* _Given instruction_
All of the lines below are to be transcribed faithfully, with pictures excluded from the copy.

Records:
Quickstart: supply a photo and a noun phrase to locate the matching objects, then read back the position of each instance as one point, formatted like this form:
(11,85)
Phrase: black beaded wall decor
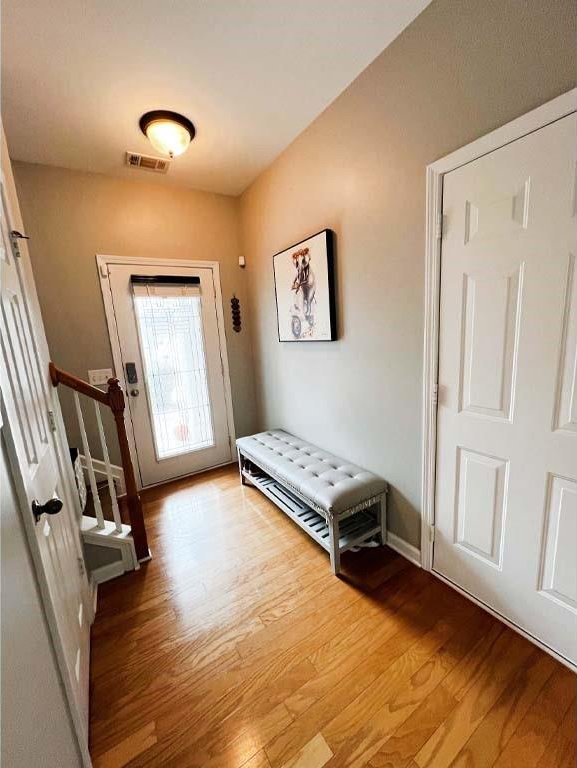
(235,311)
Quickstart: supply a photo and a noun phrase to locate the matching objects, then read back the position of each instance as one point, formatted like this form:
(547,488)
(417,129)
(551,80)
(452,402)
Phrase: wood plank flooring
(235,647)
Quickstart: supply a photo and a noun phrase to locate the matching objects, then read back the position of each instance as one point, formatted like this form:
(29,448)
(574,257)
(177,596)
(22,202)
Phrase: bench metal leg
(242,480)
(334,550)
(382,513)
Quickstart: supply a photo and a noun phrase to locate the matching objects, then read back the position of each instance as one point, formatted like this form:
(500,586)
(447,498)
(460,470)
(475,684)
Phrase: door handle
(51,507)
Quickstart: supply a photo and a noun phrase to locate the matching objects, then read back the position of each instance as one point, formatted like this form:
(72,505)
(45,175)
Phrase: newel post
(134,504)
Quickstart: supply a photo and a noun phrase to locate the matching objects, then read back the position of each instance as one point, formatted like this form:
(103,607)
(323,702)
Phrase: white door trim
(102,263)
(532,121)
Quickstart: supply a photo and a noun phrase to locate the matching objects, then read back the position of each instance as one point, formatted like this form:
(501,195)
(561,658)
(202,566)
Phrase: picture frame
(304,280)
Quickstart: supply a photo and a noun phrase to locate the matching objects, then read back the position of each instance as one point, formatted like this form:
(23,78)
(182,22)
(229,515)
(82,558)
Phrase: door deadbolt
(51,507)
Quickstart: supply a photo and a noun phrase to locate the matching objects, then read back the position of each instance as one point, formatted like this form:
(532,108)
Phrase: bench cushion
(329,483)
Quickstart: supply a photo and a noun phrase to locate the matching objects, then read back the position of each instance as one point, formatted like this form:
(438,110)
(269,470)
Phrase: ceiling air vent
(156,164)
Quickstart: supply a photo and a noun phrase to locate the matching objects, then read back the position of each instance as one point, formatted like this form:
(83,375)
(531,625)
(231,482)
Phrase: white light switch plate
(99,376)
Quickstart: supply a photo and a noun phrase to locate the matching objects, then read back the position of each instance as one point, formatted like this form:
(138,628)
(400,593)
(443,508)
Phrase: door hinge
(15,236)
(51,421)
(441,226)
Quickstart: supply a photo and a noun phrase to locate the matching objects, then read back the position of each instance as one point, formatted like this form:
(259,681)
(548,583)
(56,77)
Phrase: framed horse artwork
(305,291)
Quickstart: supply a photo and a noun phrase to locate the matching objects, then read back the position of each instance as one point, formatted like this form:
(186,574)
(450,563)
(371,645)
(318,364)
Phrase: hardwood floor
(235,647)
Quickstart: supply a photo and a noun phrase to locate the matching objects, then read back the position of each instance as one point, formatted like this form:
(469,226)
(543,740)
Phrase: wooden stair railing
(113,398)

* _Response_
Quickstart: supply a photo and a noun phrase to locate the matching objects, then read back the position of each instance as one point, formatted like this form:
(11,85)
Phrase: black beaded wall decor
(235,311)
Quickstart: supply a photo and a noun phrase to locate the matching objects, then read back the position of each instance as one point, formatted like this form:
(547,488)
(417,129)
(551,80)
(452,402)
Phrase: wood plank flooring
(235,647)
Quickstart: supply a photo and a noun phrase to locate the matching objects, then read back the position of each instance as one point, formatted like this form:
(29,448)
(574,257)
(177,596)
(22,202)
Phrase: bench metal leg
(242,480)
(334,550)
(382,513)
Quickstart: supply a photo and a noun phrase to locate the matching objects, then read back the position of each instance as one point, formatted like this form:
(500,586)
(447,498)
(460,470)
(475,684)
Phrase: door handle
(51,507)
Quickstart: supply a photo and a noun phrase to locate the matching objects, then read back the position of each instance as one point, formatted like this form:
(72,505)
(45,175)
Phrase: newel post
(134,504)
Quickstart: supply a photo and a noun phrase to locate the matching objects, then read back the position of each instance as one point, formatted like this form:
(103,607)
(323,702)
Phrase: white door trim
(102,263)
(532,121)
Quickstart: supply a photo and a noun phrase to locate the matching objects, then read back the position of each instance as one point, formatted like this form:
(501,195)
(561,658)
(202,566)
Phrase: picture frame
(304,280)
Quickstart: supply a photo and a noun phrase to locate the matching objects, then read back the position of each instance as one point, formatted like this form:
(23,78)
(182,22)
(229,515)
(82,558)
Phrase: door deadbolt
(51,507)
Quickstart: supply a photo and a noun phrase to locate the matching objects, then read back the position of each instance as one point, formatted like this form:
(532,108)
Phrase: bench cushion
(329,483)
Quickstart: supply a photo and a noun phrase to locate the matching objects, then read back the position of each instance as one point, formatted like this form:
(438,110)
(269,470)
Phrase: ceiling air vent
(156,164)
Quickstart: supply a photo and a noun phrase to locate the matching objects, then read back the position of each instance as one point, formatted like this form:
(83,375)
(531,625)
(231,482)
Phrase: white light switch plate
(99,376)
Quickstart: supply a photo and a noun phrase to locate the matching objects, then read back the position of each instance as one point, formatted like this form:
(138,628)
(400,593)
(443,508)
Phrase: door hinge
(15,236)
(51,421)
(441,226)
Quickstart: supply a photo and a noun phrase to locate the matching objects, then read back the position of each instance as one point, formatted like this form:
(259,681)
(548,583)
(56,77)
Phrase: framed horse artwork
(305,291)
Quickstart: supply a photo and a noun phrase to locate the matching objects, then read back the position of each instance as one point, formatted like this form:
(186,574)
(450,563)
(371,645)
(318,364)
Phrase: hardwood floor
(235,647)
Quickstart: supply a photo and a noun phrase to locate the matching objects, then read back the position of each instance as one point, formatted like this form:
(469,226)
(543,740)
Phrase: wooden stair railing
(113,398)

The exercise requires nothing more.